___ VORLIEGENDER TEXT
# Eclipse - Profiler funktioniert nicht



## jobu0101 (5. Mai 2010)

Hallo,

ich habe mir über  TPTP Update Site automatisch einen Profiler geholt (über Help->Install new Software) und dieser funktioniert nicht. Wenn ich mit ihm eine Java-Klasse ausführe, kommt diese Meldung in die Konsole:

Error occurred during initialization of VM
Could not find agent library on the library path or in the local directory: JPIBootLoader

Und ich bekomme folgenden Error:







Könnt ihr mir da helfen?


----------



## tuttle64 (6. Mai 2010)

jobu0101 hat gesagt.:


> Könnt ihr mir da helfen?




Weiss nicht, aber ich würde mal in den Eclipse Subdirectories plugins und features checken, ob die Files dort überhaupt vorhanden sind und wenn Du schon dort bist, auch die Berechtigungen überprüfen.


----------



## jobu0101 (6. Mai 2010)

tuttle64 hat gesagt.:


> Weiss nicht, aber ich würde mal in den Eclipse Subdirectories plugins und features checken, ob die Files dort überhaupt vorhanden sind und wenn Du schon dort bist, auch die Berechtigungen überprüfen.



Wie mache ich das?


----------



## Wildcard (6. Mai 2010)

Schau mal in die Preferences, dort musst du bei TPTP noch einen Agent Controller einrichten.
______
___ GESPEICHERTE DATENSÄTZE
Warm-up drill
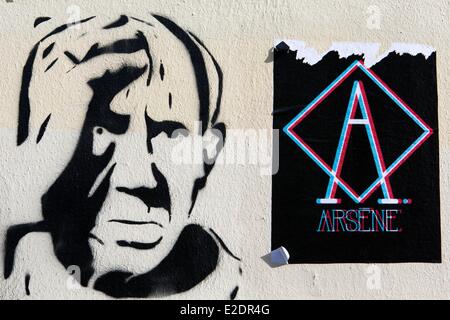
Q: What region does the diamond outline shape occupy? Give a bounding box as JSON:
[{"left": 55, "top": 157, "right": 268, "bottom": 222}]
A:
[{"left": 283, "top": 60, "right": 433, "bottom": 203}]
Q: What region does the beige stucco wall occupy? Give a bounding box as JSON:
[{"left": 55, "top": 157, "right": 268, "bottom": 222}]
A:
[{"left": 0, "top": 0, "right": 450, "bottom": 299}]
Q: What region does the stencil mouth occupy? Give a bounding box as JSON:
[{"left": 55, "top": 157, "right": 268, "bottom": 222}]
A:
[{"left": 108, "top": 219, "right": 164, "bottom": 228}]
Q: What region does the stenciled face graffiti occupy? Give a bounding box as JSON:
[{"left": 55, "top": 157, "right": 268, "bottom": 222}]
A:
[{"left": 4, "top": 15, "right": 241, "bottom": 298}]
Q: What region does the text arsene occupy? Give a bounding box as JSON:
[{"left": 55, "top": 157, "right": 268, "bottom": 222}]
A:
[{"left": 317, "top": 208, "right": 401, "bottom": 232}]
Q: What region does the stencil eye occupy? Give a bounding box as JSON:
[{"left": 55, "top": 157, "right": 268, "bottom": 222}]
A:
[{"left": 92, "top": 127, "right": 113, "bottom": 156}]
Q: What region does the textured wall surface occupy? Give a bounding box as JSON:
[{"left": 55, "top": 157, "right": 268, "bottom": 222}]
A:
[{"left": 0, "top": 0, "right": 450, "bottom": 299}]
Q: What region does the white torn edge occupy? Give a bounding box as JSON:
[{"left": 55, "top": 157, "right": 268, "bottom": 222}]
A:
[{"left": 275, "top": 39, "right": 436, "bottom": 68}]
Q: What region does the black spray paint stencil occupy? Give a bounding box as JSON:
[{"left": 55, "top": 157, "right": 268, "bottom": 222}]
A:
[
  {"left": 272, "top": 41, "right": 441, "bottom": 263},
  {"left": 4, "top": 15, "right": 242, "bottom": 299}
]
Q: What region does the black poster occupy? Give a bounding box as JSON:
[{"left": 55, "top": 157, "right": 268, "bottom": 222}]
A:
[{"left": 272, "top": 41, "right": 441, "bottom": 263}]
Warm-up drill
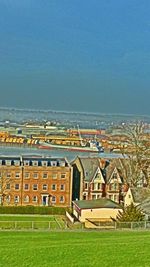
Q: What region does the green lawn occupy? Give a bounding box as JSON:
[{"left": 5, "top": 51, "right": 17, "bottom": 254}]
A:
[
  {"left": 0, "top": 215, "right": 66, "bottom": 230},
  {"left": 0, "top": 231, "right": 150, "bottom": 267}
]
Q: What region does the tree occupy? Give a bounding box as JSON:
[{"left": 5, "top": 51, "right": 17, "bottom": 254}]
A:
[
  {"left": 120, "top": 122, "right": 150, "bottom": 186},
  {"left": 115, "top": 204, "right": 144, "bottom": 222}
]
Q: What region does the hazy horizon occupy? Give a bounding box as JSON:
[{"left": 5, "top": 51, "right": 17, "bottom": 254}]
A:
[{"left": 0, "top": 0, "right": 150, "bottom": 116}]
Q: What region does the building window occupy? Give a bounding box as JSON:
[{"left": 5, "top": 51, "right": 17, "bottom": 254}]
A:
[
  {"left": 32, "top": 184, "right": 38, "bottom": 191},
  {"left": 14, "top": 160, "right": 20, "bottom": 166},
  {"left": 60, "top": 184, "right": 65, "bottom": 191},
  {"left": 15, "top": 172, "right": 20, "bottom": 178},
  {"left": 24, "top": 160, "right": 30, "bottom": 166},
  {"left": 51, "top": 161, "right": 57, "bottom": 166},
  {"left": 113, "top": 173, "right": 117, "bottom": 180},
  {"left": 97, "top": 183, "right": 102, "bottom": 190},
  {"left": 32, "top": 160, "right": 38, "bottom": 166},
  {"left": 52, "top": 184, "right": 56, "bottom": 191},
  {"left": 6, "top": 195, "right": 11, "bottom": 203},
  {"left": 33, "top": 172, "right": 38, "bottom": 179},
  {"left": 43, "top": 173, "right": 48, "bottom": 179},
  {"left": 5, "top": 160, "right": 11, "bottom": 166},
  {"left": 85, "top": 183, "right": 88, "bottom": 189},
  {"left": 61, "top": 173, "right": 66, "bottom": 179},
  {"left": 24, "top": 184, "right": 29, "bottom": 190},
  {"left": 32, "top": 196, "right": 38, "bottom": 202},
  {"left": 24, "top": 172, "right": 30, "bottom": 179},
  {"left": 59, "top": 161, "right": 66, "bottom": 167},
  {"left": 52, "top": 173, "right": 57, "bottom": 179},
  {"left": 6, "top": 184, "right": 10, "bottom": 190},
  {"left": 42, "top": 161, "right": 48, "bottom": 167},
  {"left": 14, "top": 196, "right": 19, "bottom": 204},
  {"left": 43, "top": 184, "right": 48, "bottom": 190},
  {"left": 6, "top": 172, "right": 11, "bottom": 178},
  {"left": 15, "top": 184, "right": 19, "bottom": 190},
  {"left": 114, "top": 195, "right": 118, "bottom": 202},
  {"left": 52, "top": 196, "right": 56, "bottom": 203},
  {"left": 59, "top": 196, "right": 65, "bottom": 203},
  {"left": 23, "top": 196, "right": 29, "bottom": 202}
]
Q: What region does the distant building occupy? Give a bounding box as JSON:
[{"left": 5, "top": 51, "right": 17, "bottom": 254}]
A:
[
  {"left": 73, "top": 198, "right": 122, "bottom": 225},
  {"left": 71, "top": 157, "right": 125, "bottom": 203},
  {"left": 0, "top": 156, "right": 72, "bottom": 207}
]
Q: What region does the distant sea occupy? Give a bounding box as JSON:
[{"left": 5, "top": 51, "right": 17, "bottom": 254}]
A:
[
  {"left": 0, "top": 107, "right": 142, "bottom": 161},
  {"left": 0, "top": 146, "right": 122, "bottom": 161}
]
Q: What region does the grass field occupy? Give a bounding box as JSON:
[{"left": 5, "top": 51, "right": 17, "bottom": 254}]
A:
[
  {"left": 0, "top": 215, "right": 66, "bottom": 230},
  {"left": 0, "top": 231, "right": 150, "bottom": 267}
]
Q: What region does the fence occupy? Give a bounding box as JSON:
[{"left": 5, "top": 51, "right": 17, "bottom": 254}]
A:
[
  {"left": 0, "top": 220, "right": 68, "bottom": 230},
  {"left": 115, "top": 221, "right": 150, "bottom": 230}
]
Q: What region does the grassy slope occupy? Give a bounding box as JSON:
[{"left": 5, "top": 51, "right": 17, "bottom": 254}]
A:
[{"left": 0, "top": 232, "right": 150, "bottom": 267}]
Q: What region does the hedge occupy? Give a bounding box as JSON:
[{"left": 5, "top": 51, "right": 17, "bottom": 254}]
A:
[{"left": 0, "top": 206, "right": 68, "bottom": 215}]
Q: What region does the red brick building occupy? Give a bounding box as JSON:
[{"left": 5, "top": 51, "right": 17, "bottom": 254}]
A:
[{"left": 0, "top": 156, "right": 72, "bottom": 207}]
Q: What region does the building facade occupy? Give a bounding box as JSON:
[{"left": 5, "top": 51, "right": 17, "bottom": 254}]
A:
[
  {"left": 0, "top": 156, "right": 72, "bottom": 207},
  {"left": 71, "top": 157, "right": 125, "bottom": 203}
]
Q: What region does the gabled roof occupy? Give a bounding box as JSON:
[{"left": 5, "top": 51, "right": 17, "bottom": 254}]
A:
[
  {"left": 73, "top": 198, "right": 121, "bottom": 209},
  {"left": 130, "top": 187, "right": 150, "bottom": 203},
  {"left": 106, "top": 159, "right": 123, "bottom": 183},
  {"left": 79, "top": 158, "right": 106, "bottom": 182}
]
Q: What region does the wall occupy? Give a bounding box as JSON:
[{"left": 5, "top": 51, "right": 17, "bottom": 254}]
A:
[{"left": 79, "top": 208, "right": 121, "bottom": 222}]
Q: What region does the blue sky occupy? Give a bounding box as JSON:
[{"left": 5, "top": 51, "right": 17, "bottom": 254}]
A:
[{"left": 0, "top": 0, "right": 150, "bottom": 114}]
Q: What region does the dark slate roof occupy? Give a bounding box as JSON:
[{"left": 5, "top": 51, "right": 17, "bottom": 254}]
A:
[
  {"left": 106, "top": 159, "right": 123, "bottom": 182},
  {"left": 80, "top": 158, "right": 100, "bottom": 181},
  {"left": 131, "top": 187, "right": 150, "bottom": 203},
  {"left": 73, "top": 198, "right": 121, "bottom": 209}
]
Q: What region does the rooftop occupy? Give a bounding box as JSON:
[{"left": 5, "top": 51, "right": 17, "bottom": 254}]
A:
[{"left": 73, "top": 198, "right": 121, "bottom": 209}]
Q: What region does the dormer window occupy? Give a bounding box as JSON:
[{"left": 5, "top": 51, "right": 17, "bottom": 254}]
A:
[
  {"left": 113, "top": 173, "right": 117, "bottom": 180},
  {"left": 14, "top": 160, "right": 20, "bottom": 166},
  {"left": 51, "top": 161, "right": 57, "bottom": 167},
  {"left": 24, "top": 160, "right": 30, "bottom": 166},
  {"left": 59, "top": 161, "right": 65, "bottom": 167},
  {"left": 32, "top": 160, "right": 38, "bottom": 166},
  {"left": 42, "top": 161, "right": 48, "bottom": 167}
]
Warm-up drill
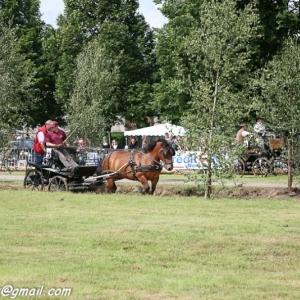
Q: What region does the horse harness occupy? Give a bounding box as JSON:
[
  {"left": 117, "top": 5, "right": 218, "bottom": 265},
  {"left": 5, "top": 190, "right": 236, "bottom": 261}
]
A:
[{"left": 128, "top": 150, "right": 163, "bottom": 181}]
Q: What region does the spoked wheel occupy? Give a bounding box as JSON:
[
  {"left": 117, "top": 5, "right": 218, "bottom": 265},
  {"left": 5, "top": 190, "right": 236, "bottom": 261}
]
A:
[
  {"left": 252, "top": 157, "right": 271, "bottom": 176},
  {"left": 233, "top": 158, "right": 246, "bottom": 177},
  {"left": 24, "top": 169, "right": 44, "bottom": 191},
  {"left": 273, "top": 159, "right": 288, "bottom": 175},
  {"left": 48, "top": 176, "right": 69, "bottom": 192}
]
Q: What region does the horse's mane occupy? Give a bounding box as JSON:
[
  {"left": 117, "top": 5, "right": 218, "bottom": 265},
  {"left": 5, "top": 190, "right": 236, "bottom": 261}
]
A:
[{"left": 142, "top": 138, "right": 168, "bottom": 153}]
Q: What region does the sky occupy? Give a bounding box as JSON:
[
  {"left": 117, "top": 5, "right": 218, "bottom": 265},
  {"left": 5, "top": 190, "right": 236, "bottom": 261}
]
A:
[{"left": 40, "top": 0, "right": 167, "bottom": 28}]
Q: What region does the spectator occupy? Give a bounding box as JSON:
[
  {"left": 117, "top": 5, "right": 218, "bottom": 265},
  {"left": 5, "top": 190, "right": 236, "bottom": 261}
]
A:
______
-- AUFGABEN --
(a) Beantworten Sie anhand des Forumsverlaufs zum Eclipse-Profiler die folgenden Fragen:
(i) Über welchen Menüpunkt wurde der Profiler installiert?
(ii) Welche Agent-Bibliothek konnte laut der Konsolenmeldung nicht gefunden werden?
(iii) Was muss laut Wildcard in den Preferences bei TPTP noch eingerichtet werden?
(b) Setzen Sie den Forumsverlauf zum Eclipse-Profiler nach dem letzten Beitrag mit einer passenden Antwort fort.
Die Datensätze haben mit dem Forumsverlauf zum Eclipse-Profiler nichts zu tun.

-- DIE ANTWORTEN --
(a)
(i) Über Help->Install new Software.
(ii) Die Agent-Bibliothek JPIBootLoader.
(iii) Ein Agent Controller.

(b)
Ich persönlich finde es Schmerzfreier einfach mit der Visual VM zu profilen...
https://visualvm.dev.java.net/


----------



## jobu0101 (6. Mai 2010)

tuttle64 hat gesagt.:


> Weiss nicht, aber ich würde mal in den Eclipse Subdirectories plugins und features checken, ob die Files dort überhaupt vorhanden sind und wenn Du schon dort bist, auch die Berechtigungen überprüfen.



Also ich habe sowohl im Ordner "plugins" als auch im Ordner "features" ganz viele Unterordner die mit "org.eclipse.tptp." beginnen.


----------



## jobu0101 (8. Mai 2010)

Woran kann das denn liegen?


----------



## Wildcard (8. Mai 2010)

jobu0101 hat gesagt.:


> Woran kann das denn liegen?



Woran kann was liegen?


----------



## jobu0101 (8. Mai 2010)

Dass es nicht läuft, sondern immer der im ersten Post beschriebene Fehler auftaucht...


----------



## Wildcard (8. Mai 2010)

Siehe weiter oben:


Wildcard hat gesagt.:


> Schau mal in die Preferences, dort musst du bei TPTP noch einen Agent Controller einrichten.


----------



## jobu0101 (13. Mai 2010)

Wildcard hat gesagt.:


> Siehe weiter oben:



Ich habe da nicht das Untermenü "TPTP", sondern nur das Untermenü "Agent Controller". Dort ist aber alles genau so eingestellt, wie bei einem anderen Rechner, bei dem alles prima läuft.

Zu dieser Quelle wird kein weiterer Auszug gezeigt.